ABOUT THIS TASK
Repeat exactly each line of the material, starting from the line that contains "Check that every instance of the marsh" and finishing with the final line.

◆ ◆ ◆ ◆ ◆

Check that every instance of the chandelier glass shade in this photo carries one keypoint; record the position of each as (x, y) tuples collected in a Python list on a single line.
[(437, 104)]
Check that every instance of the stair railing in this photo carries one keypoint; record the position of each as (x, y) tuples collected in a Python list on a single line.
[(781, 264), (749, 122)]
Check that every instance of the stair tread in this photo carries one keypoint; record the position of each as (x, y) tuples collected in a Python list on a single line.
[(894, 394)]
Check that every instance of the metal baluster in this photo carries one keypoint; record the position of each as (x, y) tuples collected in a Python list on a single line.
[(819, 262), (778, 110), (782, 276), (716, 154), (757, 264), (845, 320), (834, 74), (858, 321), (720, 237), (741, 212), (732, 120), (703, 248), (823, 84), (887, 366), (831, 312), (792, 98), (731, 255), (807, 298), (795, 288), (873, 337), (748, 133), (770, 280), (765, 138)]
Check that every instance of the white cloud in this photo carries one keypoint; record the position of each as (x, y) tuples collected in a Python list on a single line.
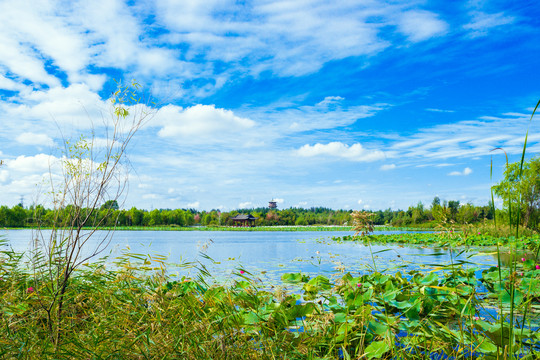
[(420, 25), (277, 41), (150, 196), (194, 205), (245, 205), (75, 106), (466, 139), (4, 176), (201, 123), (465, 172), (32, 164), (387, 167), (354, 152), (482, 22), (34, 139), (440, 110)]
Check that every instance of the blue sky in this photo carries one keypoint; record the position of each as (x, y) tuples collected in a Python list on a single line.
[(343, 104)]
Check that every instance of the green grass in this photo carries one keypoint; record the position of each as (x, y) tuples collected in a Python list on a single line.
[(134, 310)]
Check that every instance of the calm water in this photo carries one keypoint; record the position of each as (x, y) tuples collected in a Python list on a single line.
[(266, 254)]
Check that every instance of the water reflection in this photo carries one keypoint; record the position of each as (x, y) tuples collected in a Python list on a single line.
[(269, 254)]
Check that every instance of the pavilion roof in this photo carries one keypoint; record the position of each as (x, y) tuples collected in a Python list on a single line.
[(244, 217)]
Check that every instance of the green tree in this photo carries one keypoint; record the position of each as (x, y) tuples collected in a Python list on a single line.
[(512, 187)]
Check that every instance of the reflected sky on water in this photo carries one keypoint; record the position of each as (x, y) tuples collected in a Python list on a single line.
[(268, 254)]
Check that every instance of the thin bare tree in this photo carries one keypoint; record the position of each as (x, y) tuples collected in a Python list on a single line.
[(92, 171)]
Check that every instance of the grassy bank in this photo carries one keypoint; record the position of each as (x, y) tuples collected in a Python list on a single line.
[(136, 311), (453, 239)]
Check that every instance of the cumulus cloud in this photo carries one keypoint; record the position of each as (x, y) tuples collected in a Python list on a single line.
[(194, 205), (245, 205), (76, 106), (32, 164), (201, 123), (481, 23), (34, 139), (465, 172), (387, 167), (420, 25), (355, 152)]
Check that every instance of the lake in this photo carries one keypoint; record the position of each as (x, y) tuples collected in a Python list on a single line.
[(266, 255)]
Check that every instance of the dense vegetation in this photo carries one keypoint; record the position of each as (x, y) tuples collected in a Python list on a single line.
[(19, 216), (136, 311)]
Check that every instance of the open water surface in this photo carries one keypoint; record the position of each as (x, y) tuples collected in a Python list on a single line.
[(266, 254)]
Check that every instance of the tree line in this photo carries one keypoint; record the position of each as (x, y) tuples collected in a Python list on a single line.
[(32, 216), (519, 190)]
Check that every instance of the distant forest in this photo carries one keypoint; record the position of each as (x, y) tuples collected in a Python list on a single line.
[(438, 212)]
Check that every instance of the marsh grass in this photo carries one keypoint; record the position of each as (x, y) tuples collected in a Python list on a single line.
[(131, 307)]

◆ ◆ ◆ ◆ ◆

COMPLETED EXERCISE
Check that every instance of the marsh grass in this photo carries one keypoint; record the position of each as (x, y) tuples collected in a Python list on a single line.
[(131, 307)]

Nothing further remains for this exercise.